- TASK INSTRUCTIONS -
a) For each statement below, say yes or no as to whether it agrees with the ingest mapping text, and quote the words of the text that decide it.
(i) Ingest service can process documents with nested metadata without any change.
(ii) The IngestMappingDescriptor can be contributed via XML.
(iii) The sample component maps my:property using the my.custom.Mapper custom mapper.
b) Answer these questions from the ingest mapping text.
(i) What does the text call the IngestMappingDescriptor?
(ii) What are custom property mappers used for?
(iii) Which interface does the ingestPropertyMappers configuration implement?
c) Translate this sentence from the ingest mapping text into Spanish: "Documents with nested or complex metadata must be simplified before they move to the Remap and Transform stage."

- EXTRACTED TEXT -
The IngestMappingDescriptor can be contributed via XML, validated and ready to use at runtime. It is a central way to define mappings.

Configuring custom property mappers

Ingest service can only process documents with metadata at the root level. Documents with nested or complex metadata must be simplified before they move to the Remap and Transform stage. Custom property mappers are used to simplify such complex metadata. This is useful in cases where multiple files are part of a document (files:files for example, which is spread into multiple files:files/n entries).

The ingestPropertyMappers configuration implements java.util.function.Consumer as PropertyMappingContext, which allows the properties in the configuration to access any element inside the properties part of the object of the ingestible document. The following sample component includes the setting to map my:property using the my.custom.Mapper custom mapper.

Rows from a pointing dataset
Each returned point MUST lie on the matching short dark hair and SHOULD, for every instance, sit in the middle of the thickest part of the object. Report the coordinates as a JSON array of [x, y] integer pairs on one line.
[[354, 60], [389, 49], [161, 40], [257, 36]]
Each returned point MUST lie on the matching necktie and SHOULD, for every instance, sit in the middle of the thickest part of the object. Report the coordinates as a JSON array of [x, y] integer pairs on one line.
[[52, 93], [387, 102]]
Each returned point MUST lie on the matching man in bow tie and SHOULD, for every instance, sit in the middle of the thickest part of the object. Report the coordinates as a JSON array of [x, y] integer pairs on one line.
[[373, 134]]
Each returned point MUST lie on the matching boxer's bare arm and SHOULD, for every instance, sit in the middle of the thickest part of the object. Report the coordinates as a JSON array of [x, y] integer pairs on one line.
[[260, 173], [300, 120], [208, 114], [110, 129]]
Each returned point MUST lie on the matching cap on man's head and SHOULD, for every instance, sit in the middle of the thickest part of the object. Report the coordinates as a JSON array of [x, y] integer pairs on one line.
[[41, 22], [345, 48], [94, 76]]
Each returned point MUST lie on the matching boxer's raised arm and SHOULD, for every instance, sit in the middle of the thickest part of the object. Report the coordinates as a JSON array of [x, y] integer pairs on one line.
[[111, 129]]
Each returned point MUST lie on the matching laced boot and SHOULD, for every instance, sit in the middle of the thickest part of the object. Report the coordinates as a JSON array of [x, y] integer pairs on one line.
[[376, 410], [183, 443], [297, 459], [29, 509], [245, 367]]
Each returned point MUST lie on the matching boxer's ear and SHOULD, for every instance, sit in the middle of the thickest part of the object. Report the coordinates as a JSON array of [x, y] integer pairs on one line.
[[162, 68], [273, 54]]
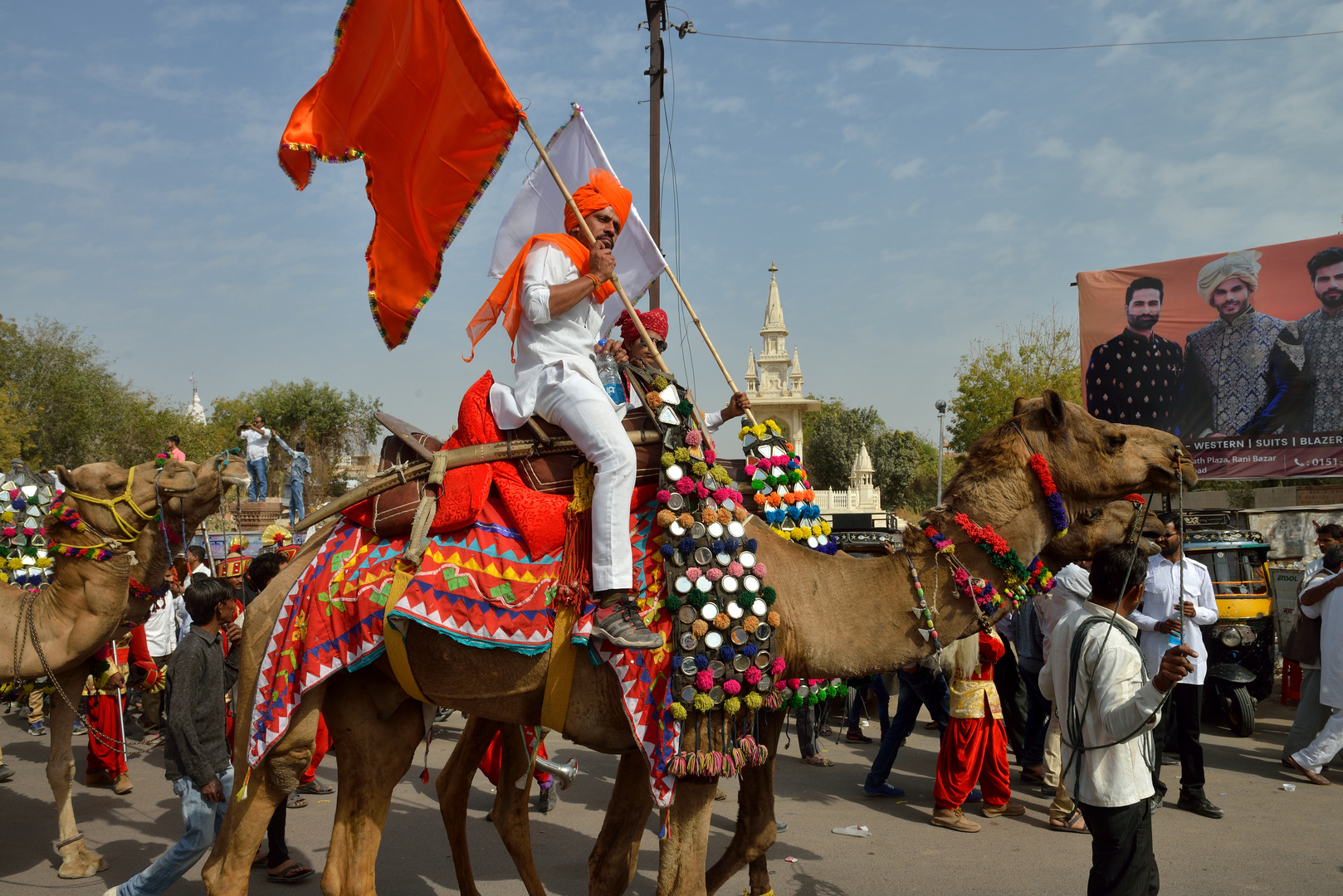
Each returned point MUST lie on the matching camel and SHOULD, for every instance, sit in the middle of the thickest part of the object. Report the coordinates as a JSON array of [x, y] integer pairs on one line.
[[1090, 529], [89, 603], [1092, 462]]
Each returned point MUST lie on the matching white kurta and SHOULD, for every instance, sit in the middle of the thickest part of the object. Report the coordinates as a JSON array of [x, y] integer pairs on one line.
[[556, 377], [1162, 603], [1330, 613]]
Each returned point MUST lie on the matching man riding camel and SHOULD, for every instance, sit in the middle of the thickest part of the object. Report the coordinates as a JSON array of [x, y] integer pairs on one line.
[[551, 299], [656, 323]]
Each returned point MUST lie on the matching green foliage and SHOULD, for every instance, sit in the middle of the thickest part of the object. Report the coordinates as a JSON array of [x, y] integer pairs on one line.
[[1028, 359], [832, 442]]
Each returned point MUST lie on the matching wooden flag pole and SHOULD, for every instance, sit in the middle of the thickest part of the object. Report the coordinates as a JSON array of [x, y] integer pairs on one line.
[[615, 281], [706, 340]]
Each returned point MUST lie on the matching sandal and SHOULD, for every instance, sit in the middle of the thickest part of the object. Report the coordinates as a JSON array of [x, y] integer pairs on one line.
[[315, 787], [1073, 824], [289, 874]]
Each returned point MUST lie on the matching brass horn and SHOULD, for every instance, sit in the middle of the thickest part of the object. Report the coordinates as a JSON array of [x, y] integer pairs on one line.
[[564, 774]]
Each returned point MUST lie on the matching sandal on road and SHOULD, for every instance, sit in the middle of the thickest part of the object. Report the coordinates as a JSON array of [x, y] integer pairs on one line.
[[1073, 824], [289, 874]]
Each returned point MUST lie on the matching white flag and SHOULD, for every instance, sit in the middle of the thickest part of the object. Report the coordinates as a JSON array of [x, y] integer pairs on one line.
[[539, 208]]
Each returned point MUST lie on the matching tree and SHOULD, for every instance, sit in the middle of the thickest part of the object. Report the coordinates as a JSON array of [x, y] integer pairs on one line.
[[332, 425], [1028, 359]]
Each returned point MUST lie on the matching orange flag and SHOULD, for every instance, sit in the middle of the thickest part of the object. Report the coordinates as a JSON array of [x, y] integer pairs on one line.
[[413, 90]]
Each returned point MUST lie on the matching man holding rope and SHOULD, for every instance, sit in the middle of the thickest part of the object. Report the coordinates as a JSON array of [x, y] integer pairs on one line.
[[1097, 679], [551, 299]]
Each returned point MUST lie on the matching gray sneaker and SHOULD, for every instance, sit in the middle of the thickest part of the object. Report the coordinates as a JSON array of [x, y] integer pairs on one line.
[[625, 629]]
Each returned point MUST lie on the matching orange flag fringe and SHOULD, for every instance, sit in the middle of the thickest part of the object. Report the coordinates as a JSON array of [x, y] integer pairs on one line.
[[414, 93]]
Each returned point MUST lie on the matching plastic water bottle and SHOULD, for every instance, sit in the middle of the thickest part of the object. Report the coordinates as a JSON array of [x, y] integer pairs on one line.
[[608, 371]]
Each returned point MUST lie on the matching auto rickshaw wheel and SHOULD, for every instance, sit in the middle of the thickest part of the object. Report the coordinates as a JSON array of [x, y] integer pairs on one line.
[[1240, 709]]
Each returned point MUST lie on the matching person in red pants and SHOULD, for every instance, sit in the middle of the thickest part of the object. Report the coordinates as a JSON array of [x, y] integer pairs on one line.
[[975, 744], [321, 744], [106, 751]]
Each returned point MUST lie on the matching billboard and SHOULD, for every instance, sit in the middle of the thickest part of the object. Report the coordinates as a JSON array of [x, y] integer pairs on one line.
[[1240, 353]]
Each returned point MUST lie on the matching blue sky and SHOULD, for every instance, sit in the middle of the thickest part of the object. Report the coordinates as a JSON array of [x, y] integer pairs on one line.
[[914, 199]]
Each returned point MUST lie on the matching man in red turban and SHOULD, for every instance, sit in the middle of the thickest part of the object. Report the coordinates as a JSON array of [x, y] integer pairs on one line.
[[656, 321], [551, 299]]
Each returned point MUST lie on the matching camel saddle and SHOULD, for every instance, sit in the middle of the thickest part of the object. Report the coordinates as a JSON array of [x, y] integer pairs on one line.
[[548, 469]]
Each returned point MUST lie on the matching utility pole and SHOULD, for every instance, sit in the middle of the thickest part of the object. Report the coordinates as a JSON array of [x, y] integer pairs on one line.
[[657, 23], [942, 445]]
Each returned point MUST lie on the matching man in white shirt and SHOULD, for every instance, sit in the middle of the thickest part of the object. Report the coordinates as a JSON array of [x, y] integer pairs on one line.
[[1325, 601], [1167, 618], [656, 323], [551, 299], [1110, 709], [258, 455]]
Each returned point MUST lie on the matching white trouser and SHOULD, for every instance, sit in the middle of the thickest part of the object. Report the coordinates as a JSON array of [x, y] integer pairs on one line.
[[1326, 744], [587, 414]]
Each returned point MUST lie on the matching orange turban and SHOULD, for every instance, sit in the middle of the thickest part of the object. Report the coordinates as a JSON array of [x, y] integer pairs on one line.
[[601, 190]]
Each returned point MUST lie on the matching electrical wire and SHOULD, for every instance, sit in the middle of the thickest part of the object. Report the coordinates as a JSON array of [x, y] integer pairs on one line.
[[1080, 46]]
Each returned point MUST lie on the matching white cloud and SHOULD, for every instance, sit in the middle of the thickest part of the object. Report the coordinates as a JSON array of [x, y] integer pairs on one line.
[[998, 222], [989, 119], [906, 169], [1053, 148]]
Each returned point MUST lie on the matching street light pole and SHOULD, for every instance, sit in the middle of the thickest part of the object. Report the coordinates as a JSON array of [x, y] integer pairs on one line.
[[942, 411]]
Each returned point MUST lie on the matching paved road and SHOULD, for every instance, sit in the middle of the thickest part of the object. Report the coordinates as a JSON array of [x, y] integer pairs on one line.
[[1269, 843]]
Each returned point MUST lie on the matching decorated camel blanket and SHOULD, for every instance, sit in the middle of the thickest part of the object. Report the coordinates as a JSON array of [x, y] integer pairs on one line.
[[477, 585]]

- PER-TASK OUTPUTS -
a)
(i) No: "Ingest service can only process documents with metadata at the root level."
(ii) Yes: "The IngestMappingDescriptor can be contributed via XML"
(iii) Yes: "The following sample component includes the setting to map my:property using the my.custom.Mapper custom mapper."

b)
(i) A central way to define mappings.
(ii) To simplify complex metadata.
(iii) java.util.function.Consumer.

c) Los documentos con metadatos anidados o complejos deben simplificarse antes de pasar a la etapa Remap and Transform.